--- SELECTED TEXT ---
See any similarities with the Damien Hirst painting?

Source: Pixabay w/ Pixabay license.

So it is with life. Normally, as a whole, the universe is becoming more disordered as time goes by. But then how has life been able to evolve—in other words, become more ordered—as it went along? The answer is that biological life is not a closed system. It's an open system that gets free energy from the sun. As a whole, existence tends toward disorder. But in the meantime, and in part, we can have small and rare pockets of order.

Now that we got our entropy 101 out of the way, we can move on to how beauty fits into all this.

Beauty — How does it fit?

Fechin_adoratskaya.jpg

A fechin' example of non-entropic art, though I much prefer his drawings.

Source: http://www.artsait.ru/art/f/feshin/art1.php w/ Public Domain license.

More abstractly—and I don't just mean in an abstract painting kind of way—you can imagine the universe as a bunch of randomly arranged billiard balls sitting on a billiard table. Some parts of the green cloth might have tight arrangements of billiard balls on them, and some might be completely empty. Ultimately, the second law of thermodynamics demands that the billiard balls be equally spaced throughout all the available area. Every atom will be at a distance from every other atom, so that nothing will interact with anything, and everything will be dead. If you think the picture that heads this article is beautiful, then you'll think entropy is beautiful (you nihilist you!)
--- MATERIAL SUPPLIED ---
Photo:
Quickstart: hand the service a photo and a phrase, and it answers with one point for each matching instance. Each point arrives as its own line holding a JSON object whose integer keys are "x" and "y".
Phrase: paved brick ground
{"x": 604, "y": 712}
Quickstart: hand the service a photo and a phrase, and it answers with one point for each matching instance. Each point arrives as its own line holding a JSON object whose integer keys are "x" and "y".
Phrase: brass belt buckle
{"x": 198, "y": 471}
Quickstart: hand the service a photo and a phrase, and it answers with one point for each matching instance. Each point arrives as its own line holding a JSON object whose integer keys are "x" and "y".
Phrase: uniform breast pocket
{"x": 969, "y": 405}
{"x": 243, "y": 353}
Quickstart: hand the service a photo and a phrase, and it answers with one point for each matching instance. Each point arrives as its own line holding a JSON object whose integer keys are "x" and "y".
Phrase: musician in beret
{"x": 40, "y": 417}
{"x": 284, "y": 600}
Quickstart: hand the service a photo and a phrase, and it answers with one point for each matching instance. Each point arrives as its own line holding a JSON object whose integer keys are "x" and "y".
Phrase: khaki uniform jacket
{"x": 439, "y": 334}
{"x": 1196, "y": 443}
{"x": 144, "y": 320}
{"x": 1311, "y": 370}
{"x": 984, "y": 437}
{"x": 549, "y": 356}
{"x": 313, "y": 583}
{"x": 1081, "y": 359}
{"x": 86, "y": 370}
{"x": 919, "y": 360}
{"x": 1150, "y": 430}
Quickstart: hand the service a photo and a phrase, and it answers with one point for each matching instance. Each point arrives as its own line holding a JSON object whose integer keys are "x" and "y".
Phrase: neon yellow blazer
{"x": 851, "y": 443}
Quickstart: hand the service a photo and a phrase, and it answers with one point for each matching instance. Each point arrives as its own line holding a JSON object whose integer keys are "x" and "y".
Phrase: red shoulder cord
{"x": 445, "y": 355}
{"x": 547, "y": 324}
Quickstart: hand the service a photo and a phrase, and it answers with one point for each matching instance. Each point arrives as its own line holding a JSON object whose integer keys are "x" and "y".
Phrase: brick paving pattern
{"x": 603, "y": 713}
---
TASK INSTRUCTIONS –
- 1) Decide whether each statement agrees with the passage on entropy and beauty. Answer yes or no, and quote the words from the passage that settle it.
(a) Biological life is a closed system.
(b) Life gets free energy from the sun.
(c) The writer prefers Fechin's drawings.
- 2) Copy the passage on entropy and beauty word for word, starting at "See any similarities" and ending at "does it fit?", with both of those included.
- 3) Answer these questions about the passage on entropy and beauty:
(a) Under what license is the Pixabay source given?
(b) What does the second law of thermodynamics demand of the billiard balls?
(c) What color is the cloth on the billiard table?
The material has no connection to the passage on entropy and beauty.

TASK-BY-TASK SOLUTIONS –
- 1)
(a) No: "The answer is that biological life is not a closed system."
(b) Yes: "It's an open system that gets free energy from the sun."
(c) Yes: "though I much prefer his drawings."

- 2)
See any similarities with the Damien Hirst painting?

Source: Pixabay w/ Pixabay license.

So it is with life. Normally, as a whole, the universe is becoming more disordered as time goes by. But then how has life been able to evolve—in other words, become more ordered—as it went along? The answer is that biological life is not a closed system. It's an open system that gets free energy from the sun. As a whole, existence tends toward disorder. But in the meantime, and in part, we can have small and rare pockets of order.

Now that we got our entropy 101 out of the way, we can move on to how beauty fits into all this.

Beauty — How does it fit?

- 3)
(a) The Pixabay license.
(b) That they be equally spaced throughout all the available area.
(c) Green.